Objective 1:
Answer the following from the controllability discussion:
(a) What value is the equilibrium state usually taken to be?
(b) For which kind of systems are reachability and controllability described as equivalent?
(c) What property does the matrix A have in the trivial example?
Objective 2:
Reproduce verbatim the portion of the controllability discussion from "What historically has" up to and including "an input then.".

Passage provided:
▬▬▬▬▬▬
Latest comment: 8 years ago3 comments3 people in discussion

What historically has been named 'controllability' is ambiguous. Let ${\displaystyle x_{0}}$  be the equilibrium state (usually taken to be 0) of a system in the absence of an input then.

1. Reachability of an arbitrary state, ${\displaystyle x_{f}}$ , from an arbitrary state ${\displaystyle x_{i}}$  is the ability to transfer from the initial state ${\displaystyle x_{i}}$  to the final state ${\displaystyle x_{f}}$  in some time by applying a suitable input.
2. Controllability of an arbitrary state, ${\displaystyle x}$ , is the ability to transfer from this state ${\displaystyle x}$  to the equilibrium state ${\displaystyle x_{0}}$  in some time by applying a suitable input.

Obviously reachability implies controllability. For linear stystems in continuous time, both concepts are equivalent. However, a discrete time system my be controllable without being reachabable. A trivial example is:

${\displaystyle x_{k+1}=Ax_{k}+0\,u_{k}}$ 

where ${\displaystyle A}$  is nilpotent.
▬▬▬▬▬▬
Dataset content:

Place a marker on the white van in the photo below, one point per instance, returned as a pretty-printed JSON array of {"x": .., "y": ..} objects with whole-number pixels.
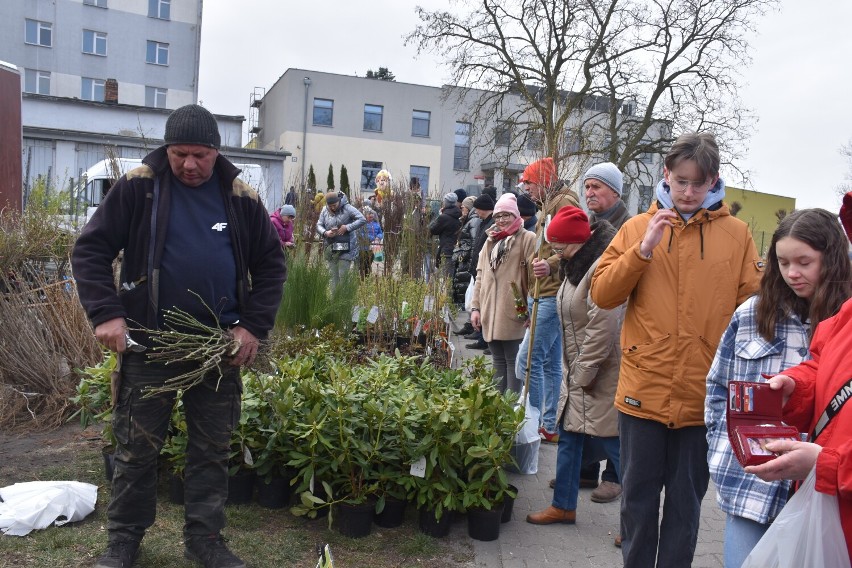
[{"x": 99, "y": 178}]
▬▬▬▬▬▬
Full answer 1:
(a) 0
(b) Linear systems in continuous time
(c) It is nilpotent.

Full answer 2:
What historically has been named 'controllability' is ambiguous. Let ${\displaystyle x_{0}}$  be the equilibrium state (usually taken to be 0) of a system in the absence of an input then.